▶ **ENTRIES SHOWN**:

━━━━

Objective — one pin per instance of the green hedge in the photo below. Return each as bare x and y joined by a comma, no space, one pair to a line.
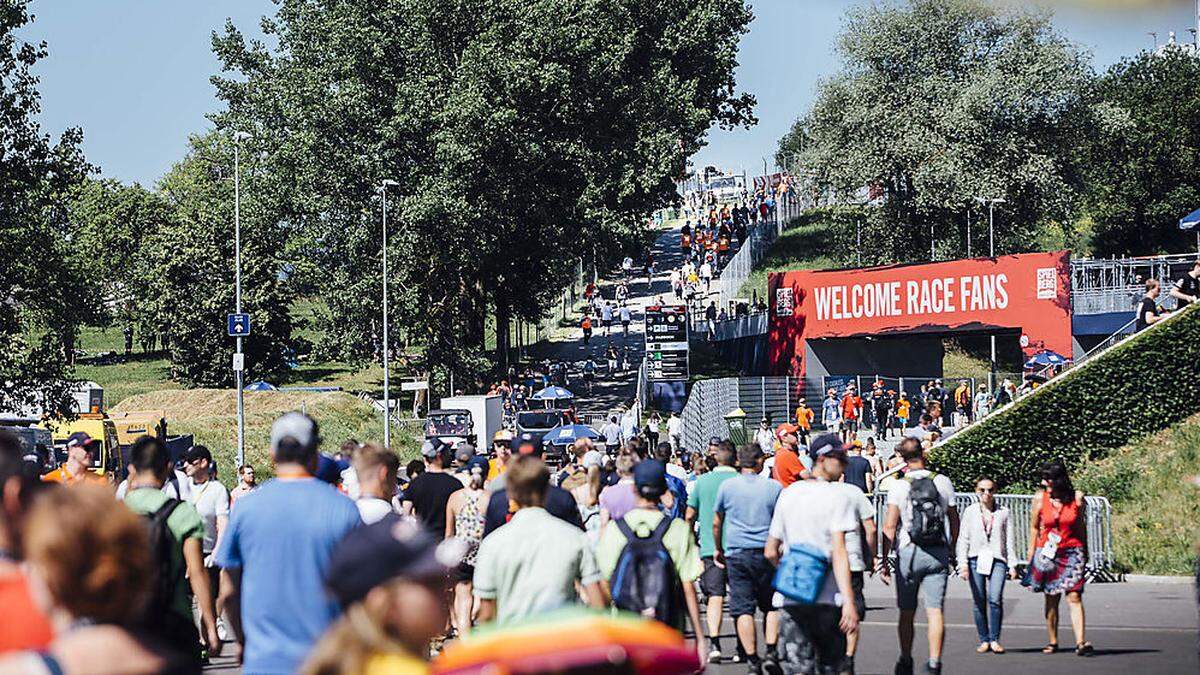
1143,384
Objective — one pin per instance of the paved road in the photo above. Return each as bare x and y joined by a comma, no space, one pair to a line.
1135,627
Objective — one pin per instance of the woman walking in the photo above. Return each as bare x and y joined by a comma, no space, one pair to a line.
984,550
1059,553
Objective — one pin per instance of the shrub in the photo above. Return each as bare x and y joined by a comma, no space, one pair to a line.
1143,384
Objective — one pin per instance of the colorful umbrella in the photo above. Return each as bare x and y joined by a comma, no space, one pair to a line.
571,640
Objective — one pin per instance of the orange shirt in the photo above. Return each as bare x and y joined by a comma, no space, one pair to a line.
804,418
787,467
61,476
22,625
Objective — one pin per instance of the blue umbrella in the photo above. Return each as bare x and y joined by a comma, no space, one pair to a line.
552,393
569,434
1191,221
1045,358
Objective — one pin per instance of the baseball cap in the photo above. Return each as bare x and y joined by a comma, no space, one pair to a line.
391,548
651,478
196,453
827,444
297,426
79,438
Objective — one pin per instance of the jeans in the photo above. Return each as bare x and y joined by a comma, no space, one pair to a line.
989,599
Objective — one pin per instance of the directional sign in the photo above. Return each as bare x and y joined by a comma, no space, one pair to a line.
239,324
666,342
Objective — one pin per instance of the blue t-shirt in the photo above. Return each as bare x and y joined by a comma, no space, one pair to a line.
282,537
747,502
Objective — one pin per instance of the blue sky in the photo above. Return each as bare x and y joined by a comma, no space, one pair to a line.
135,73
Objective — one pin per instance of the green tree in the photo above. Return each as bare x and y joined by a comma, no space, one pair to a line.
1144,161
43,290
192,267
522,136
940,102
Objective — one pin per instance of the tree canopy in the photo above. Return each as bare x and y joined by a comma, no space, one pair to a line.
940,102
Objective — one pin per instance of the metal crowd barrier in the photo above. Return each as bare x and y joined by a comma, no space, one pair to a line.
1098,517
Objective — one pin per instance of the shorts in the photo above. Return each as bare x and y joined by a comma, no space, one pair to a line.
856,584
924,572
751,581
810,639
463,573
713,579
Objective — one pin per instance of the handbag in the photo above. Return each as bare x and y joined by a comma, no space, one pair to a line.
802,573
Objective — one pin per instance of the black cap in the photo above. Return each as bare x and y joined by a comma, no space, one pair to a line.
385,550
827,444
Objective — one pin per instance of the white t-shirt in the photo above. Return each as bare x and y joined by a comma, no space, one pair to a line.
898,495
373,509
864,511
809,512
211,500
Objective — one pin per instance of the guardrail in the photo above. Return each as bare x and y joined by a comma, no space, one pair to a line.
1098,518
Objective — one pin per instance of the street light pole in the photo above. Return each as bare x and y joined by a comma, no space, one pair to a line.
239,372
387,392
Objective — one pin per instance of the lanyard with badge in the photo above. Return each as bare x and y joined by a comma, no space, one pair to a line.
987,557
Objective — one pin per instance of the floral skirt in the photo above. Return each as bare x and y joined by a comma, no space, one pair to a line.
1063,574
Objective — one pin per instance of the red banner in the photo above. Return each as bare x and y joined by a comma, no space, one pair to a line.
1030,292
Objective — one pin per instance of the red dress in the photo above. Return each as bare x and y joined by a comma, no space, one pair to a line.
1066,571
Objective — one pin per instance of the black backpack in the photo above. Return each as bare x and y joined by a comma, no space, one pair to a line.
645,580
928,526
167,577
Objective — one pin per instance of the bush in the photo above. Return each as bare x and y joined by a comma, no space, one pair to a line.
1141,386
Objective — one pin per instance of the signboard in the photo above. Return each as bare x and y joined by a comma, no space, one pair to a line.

━━━━

▶ **TO DO**:
Restate the whole listing above exactly, except for its images.

▶ **CORRECT RESULT**:
Objective — one pin per instance of the green hedge in the photo below. Return each as bare x and y joined by a comma, no space, one pair to a line.
1143,384
Objective — one pin per instance of the paved road in the photo above. Return each as bare x and y joined by a comma, no space, one pair to a line.
1135,627
Objective — one pin per instance of the woman walking in the photo above. Return each as bare x and y joined by a comma, no space, one pair to a line.
984,550
1059,553
Objective — one pin per instance of the shrub in the photo above. Return each as bare x and y joined by a comma, no space, one pair to a line.
1143,384
Objective — one pin per instance of the colorful umbrella in the photo above. Return each as bare x and y joined by a comma, no space, one pair to a line.
571,640
Objective — one pin per instance of the orange shirt in the photo above. Return each as bare x and y joined by a comma, no space, one pair to a line.
804,418
787,467
61,476
22,625
Objective — one pin per instance of the blue umbrella in the photo above. Return each as bare x and y joined by a comma, no space, one pair to a line.
552,393
569,434
1191,221
1045,358
Objective — one pin per instance of the baseball cap in the photo above. Return each as bare x and y joined by a comma, no space, one pair to a line.
391,548
651,478
196,453
827,444
297,426
79,438
Objective — one pin per instance of the jeans in the photo above. Return each as bare x and y joined by a comma, no space, one pair to a line.
989,599
Objective — one pin per instance of the directional sign in the photo above. Return each as bare x and y joined by a comma, no space, one pair to a line.
239,324
666,342
Objective — one pin per instance of the blue t-shirt in the photo above. Return each as bare x and y joined by a comma, no space, one pair to a line.
282,537
747,502
Objective — one pin per instance of the blue sky in the photo above. Return each as bare x and y joined by a comma, no space, one pair to a line.
135,73
Objective — one pin per instance of the green tree in the photo above. Return each as bare x and y joined by a comma, no space, one pair to a line.
1144,161
43,290
192,267
522,136
940,102
Objective — one pin per instance of the tree canopy in the photo above. Return each as bare x and y joined by a comma, no space, one pair to a line.
940,102
Objective — one pin per instance of the metal crowd barrier in the photo above. Return each as bare x and y joined by a comma, no space, one pair to a line.
1098,517
Objective — one pin per instance of the shorts in the photo above. Return each as bare x and y joined by a comma, no space, one pair to a line.
856,584
924,572
751,581
810,639
463,573
713,579
Objective — one pin per instance of the handbag in the photo above. Return each as bare x and y joined by a comma, no space, one pair to a line.
802,573
Objective — one pin per instance of the black cap in the photo above. Return each as bare x and y joined by a comma, no space, one pair to a line.
385,550
827,444
Objective — one pin per instance of the white t-shirt in the photo above. Return each as bare x and y joined by a comma, no space, one pair to a line.
898,495
373,509
864,511
809,512
211,500
Objective — one pin per instance of the guardrail in the photo above. Return each as bare x and y joined by a comma, no space, one pair to a line.
1098,518
Objective — one pin per instance of the street light pole in the photo above. Return each as bare x and y joined by a comma, no space, one pair to a line.
239,372
387,392
Objective — one pin per instance of the lanyard with badge in the photo above. Return each as bare x and y joined by a comma, no space, one pair to a line.
987,557
Objective — one pin per instance of the floral skirt in the photo above. Return each as bare x and y joined by a comma, no space, one pair to a line.
1063,574
Objective — one pin per instance of the red banner in the photo above. Return each as bare x and y joined by a comma, no space, one pair to a line.
1030,292
Objective — one pin per instance of the red dress in the photo above. Return each as bare x and y joined by a comma, no space, one pair to a line.
1066,571
Objective — one pin per instance of the black backpack in the photo above. Return each as bare x and y joined by a comma, no space, one pair to a line.
645,580
928,526
167,577
Objective — one pin per instance of the bush in the photo above. Return each as bare x and y joined by a comma, no space, one pair to a line.
1141,386
Objective — one pin per instance of the signboard in the photo above. Return each as bare x and y joined by a comma, no space, one pair to a line.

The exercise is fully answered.